[SUPPLIED RECORDS]

-------------------------

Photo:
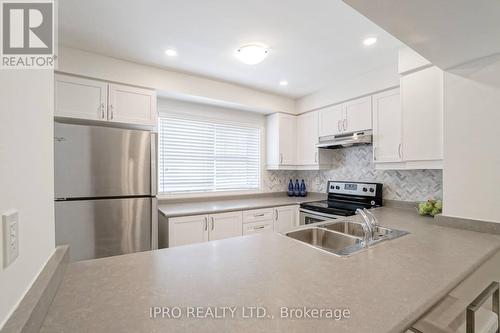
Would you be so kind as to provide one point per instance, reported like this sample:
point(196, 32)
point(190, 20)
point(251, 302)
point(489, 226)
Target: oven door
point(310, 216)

-------------------------

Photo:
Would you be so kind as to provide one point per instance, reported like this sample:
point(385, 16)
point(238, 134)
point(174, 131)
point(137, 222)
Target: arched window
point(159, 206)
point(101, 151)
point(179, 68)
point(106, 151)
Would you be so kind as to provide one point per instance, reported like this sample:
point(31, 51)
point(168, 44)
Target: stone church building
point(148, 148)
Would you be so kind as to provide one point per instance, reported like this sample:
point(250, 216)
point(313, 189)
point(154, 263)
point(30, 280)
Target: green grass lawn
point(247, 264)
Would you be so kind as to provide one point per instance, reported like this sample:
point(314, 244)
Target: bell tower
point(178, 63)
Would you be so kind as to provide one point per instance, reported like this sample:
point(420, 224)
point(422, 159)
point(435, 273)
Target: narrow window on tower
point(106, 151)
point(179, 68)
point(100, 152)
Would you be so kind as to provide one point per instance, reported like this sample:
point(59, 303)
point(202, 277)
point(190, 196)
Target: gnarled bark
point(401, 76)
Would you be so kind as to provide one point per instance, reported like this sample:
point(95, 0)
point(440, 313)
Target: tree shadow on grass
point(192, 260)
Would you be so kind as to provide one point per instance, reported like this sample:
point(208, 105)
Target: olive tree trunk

-------------------------

[TASK TO COMPLETE]
Count the lines in the records above that contain the string "tree", treating uppercase and lowercase letters as different, and reply with only that number.

[WORKED ANSWER]
2